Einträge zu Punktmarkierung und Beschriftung
%%
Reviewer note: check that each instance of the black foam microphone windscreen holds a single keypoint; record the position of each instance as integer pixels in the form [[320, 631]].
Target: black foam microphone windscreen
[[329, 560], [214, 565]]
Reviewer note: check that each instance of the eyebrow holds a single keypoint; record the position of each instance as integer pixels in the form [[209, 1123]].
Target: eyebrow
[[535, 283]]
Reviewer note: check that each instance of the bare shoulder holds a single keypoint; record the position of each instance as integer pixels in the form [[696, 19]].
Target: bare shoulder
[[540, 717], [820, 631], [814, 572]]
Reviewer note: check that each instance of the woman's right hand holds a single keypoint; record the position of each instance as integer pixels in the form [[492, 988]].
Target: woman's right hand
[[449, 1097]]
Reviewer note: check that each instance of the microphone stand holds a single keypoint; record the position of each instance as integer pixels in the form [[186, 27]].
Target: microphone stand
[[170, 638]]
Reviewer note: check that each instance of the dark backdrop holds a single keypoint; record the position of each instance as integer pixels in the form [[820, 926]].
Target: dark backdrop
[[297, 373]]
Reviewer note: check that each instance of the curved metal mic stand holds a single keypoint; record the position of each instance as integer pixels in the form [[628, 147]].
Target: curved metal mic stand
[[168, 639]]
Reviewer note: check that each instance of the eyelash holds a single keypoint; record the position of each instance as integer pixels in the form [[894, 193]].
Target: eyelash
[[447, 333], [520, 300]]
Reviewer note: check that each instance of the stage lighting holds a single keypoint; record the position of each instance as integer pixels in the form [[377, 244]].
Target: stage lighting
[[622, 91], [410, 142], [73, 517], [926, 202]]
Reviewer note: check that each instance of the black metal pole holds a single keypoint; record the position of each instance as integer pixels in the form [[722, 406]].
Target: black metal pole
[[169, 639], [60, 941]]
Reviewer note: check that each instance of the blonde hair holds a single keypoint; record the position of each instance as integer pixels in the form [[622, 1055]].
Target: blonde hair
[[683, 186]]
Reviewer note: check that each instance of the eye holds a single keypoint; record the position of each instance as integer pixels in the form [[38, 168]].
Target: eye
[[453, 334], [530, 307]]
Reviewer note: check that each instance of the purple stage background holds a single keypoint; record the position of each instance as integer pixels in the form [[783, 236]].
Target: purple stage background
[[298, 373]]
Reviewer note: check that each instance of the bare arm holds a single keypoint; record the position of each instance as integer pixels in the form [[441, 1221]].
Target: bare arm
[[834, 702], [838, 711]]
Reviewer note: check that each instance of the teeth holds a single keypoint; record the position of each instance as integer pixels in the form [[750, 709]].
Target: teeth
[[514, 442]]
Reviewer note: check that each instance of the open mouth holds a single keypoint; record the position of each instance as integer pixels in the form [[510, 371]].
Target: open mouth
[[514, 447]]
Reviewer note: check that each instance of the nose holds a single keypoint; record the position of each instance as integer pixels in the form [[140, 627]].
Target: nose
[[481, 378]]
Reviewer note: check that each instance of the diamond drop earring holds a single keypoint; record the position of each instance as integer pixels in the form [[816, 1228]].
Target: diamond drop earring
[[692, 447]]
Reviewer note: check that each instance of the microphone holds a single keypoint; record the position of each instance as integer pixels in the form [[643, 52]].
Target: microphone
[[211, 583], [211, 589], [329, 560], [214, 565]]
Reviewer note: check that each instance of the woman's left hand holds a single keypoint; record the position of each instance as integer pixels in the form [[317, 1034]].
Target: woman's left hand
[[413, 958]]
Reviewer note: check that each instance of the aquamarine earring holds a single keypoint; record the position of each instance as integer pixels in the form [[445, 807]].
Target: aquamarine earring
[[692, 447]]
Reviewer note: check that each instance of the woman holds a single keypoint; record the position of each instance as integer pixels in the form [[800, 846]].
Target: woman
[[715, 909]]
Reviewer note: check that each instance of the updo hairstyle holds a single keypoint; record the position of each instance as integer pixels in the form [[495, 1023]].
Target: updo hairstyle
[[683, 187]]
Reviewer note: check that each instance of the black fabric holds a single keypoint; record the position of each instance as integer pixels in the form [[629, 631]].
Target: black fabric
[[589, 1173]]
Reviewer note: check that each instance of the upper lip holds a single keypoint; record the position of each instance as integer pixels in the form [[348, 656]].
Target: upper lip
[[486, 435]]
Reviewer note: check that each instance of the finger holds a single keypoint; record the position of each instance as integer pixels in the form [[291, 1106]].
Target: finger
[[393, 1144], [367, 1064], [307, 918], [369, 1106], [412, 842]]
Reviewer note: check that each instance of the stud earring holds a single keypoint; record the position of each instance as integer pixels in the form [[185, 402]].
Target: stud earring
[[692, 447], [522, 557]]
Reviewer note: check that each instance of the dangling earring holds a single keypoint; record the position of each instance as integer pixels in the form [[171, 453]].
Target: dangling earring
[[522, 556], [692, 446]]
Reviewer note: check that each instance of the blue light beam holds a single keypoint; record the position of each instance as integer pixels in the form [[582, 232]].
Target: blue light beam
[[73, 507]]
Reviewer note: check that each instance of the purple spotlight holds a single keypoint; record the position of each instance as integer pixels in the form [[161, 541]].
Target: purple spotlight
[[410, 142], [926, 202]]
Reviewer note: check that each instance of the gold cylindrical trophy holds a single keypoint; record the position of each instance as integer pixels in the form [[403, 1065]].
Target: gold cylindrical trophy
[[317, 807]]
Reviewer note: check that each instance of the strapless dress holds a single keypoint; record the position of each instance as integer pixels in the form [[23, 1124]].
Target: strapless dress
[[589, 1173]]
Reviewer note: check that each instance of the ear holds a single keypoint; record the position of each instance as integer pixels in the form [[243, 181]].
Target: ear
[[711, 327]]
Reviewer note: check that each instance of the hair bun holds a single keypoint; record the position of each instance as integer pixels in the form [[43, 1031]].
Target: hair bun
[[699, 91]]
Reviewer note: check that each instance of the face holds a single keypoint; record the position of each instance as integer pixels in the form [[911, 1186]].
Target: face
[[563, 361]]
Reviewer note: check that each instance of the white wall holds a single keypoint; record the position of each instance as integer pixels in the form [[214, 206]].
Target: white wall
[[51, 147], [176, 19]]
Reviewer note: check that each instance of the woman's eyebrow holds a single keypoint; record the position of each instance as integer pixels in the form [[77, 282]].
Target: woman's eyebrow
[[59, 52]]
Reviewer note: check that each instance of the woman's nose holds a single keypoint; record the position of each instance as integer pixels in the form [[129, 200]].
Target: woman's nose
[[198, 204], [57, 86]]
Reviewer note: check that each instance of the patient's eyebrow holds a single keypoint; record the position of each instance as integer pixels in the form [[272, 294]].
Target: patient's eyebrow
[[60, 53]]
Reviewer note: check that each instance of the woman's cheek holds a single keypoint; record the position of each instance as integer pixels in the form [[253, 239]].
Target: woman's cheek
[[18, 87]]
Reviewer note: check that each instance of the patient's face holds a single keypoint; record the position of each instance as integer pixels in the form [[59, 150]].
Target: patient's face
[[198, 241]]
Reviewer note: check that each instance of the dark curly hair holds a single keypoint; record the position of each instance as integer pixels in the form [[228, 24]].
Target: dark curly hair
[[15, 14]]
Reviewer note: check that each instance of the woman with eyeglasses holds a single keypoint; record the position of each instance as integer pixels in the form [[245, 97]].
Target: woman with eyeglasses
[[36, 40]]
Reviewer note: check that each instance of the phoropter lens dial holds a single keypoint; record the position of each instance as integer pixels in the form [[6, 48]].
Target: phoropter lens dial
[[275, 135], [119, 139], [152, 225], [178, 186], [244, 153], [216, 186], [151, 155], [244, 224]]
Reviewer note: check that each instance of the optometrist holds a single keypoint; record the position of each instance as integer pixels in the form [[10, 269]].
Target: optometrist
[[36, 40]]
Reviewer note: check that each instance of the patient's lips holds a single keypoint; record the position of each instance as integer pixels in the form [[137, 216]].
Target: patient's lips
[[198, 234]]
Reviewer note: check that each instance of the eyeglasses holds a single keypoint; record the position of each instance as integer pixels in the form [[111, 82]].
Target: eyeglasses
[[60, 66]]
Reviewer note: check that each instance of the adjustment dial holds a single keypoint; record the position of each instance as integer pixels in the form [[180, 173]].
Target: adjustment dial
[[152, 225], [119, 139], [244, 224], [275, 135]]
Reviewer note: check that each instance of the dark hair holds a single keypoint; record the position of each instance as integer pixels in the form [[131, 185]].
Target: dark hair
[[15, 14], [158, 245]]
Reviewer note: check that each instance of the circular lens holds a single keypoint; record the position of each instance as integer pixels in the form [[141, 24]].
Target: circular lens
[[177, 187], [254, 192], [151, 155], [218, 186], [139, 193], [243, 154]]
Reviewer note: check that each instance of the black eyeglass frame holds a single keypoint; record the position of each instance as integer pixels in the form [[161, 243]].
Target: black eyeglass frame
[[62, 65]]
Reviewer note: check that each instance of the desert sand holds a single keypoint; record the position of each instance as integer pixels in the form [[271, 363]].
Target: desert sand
%%
— AUFGABENBESCHREIBUNG —
Überführe den Abschnitt der Auflistung oben, der mit der Zeile beginnt, die „Reviewer note: check that each instance of the woman's left“ enthält, und mit der Zeile endet, die „[[413, 958]]“ enthält, einschließlich beider Zeilen in eine nummerierte Liste. Leerzeilen entfallen.

— ERGEBNIS —
1. Reviewer note: check that each instance of the woman's left hand holds a single keypoint; record the position of each instance as integer pixels in the form [[317, 1034]].
2. Target: woman's left hand
3. [[413, 958]]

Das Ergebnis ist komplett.